● The request
Which lines of the records below contain the word "price"? Copy out each such line.

● Dataset entries
——
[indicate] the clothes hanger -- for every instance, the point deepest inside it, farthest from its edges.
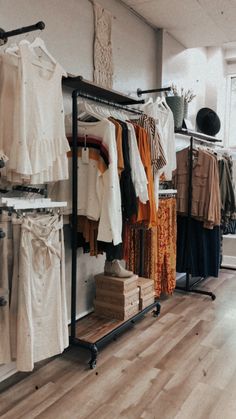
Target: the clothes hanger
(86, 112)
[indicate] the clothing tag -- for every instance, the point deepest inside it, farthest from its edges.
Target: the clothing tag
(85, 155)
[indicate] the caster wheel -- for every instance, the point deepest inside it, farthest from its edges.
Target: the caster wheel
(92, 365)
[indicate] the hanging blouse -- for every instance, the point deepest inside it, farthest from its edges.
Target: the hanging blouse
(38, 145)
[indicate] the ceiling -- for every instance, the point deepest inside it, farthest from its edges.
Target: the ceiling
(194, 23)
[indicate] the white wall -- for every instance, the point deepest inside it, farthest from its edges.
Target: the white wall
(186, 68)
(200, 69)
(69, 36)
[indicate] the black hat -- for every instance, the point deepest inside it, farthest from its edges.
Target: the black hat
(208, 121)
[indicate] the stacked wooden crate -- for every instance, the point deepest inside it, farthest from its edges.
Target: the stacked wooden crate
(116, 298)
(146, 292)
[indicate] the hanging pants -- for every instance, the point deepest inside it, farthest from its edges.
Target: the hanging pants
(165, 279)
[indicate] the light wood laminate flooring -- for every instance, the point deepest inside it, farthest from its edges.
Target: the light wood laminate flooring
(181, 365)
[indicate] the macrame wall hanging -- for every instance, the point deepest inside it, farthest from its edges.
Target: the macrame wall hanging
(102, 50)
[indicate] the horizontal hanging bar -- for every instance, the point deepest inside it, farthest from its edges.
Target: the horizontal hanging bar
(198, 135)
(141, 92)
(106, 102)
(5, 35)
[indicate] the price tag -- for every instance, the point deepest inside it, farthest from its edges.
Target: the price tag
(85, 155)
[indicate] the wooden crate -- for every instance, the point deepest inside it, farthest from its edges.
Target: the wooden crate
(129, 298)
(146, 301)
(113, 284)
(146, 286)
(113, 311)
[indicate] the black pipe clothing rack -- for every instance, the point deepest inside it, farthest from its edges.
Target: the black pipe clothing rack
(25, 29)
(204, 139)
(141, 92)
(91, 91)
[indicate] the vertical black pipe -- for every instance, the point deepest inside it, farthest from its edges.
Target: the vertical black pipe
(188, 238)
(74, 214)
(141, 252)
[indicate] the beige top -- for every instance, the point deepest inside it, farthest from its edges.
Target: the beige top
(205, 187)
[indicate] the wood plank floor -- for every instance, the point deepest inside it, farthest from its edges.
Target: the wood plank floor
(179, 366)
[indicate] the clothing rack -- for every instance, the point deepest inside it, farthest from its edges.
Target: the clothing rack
——
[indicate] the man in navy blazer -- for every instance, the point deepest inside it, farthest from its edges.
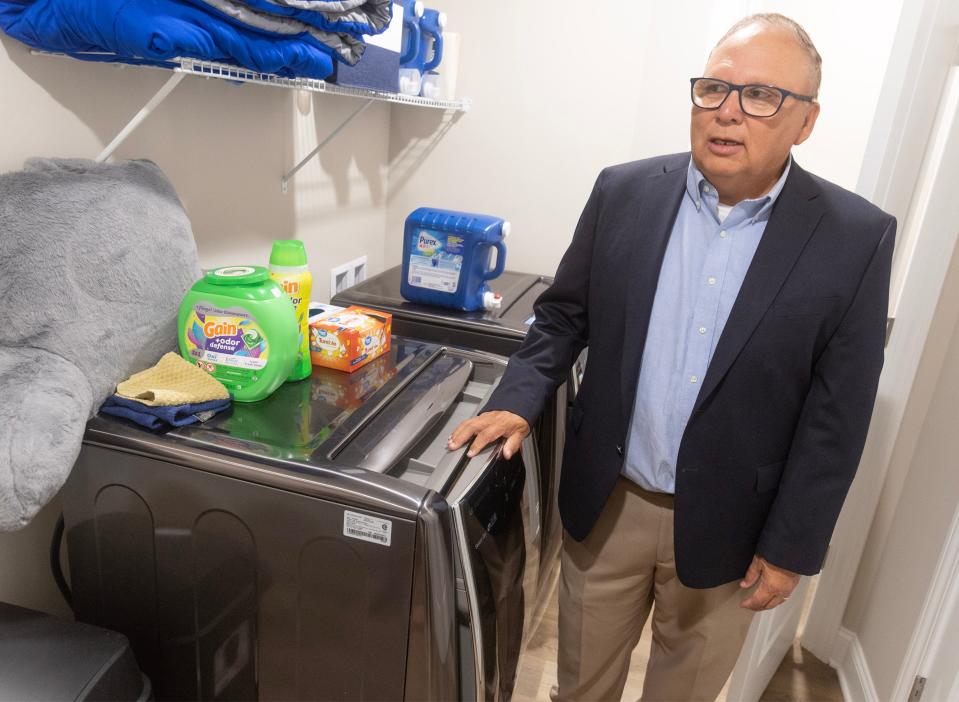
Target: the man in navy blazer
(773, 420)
——
● Answer to this problem
[indicate] the price tag -- for every instance, the point deepest inside it, farthest from its edges.
Target: the price tag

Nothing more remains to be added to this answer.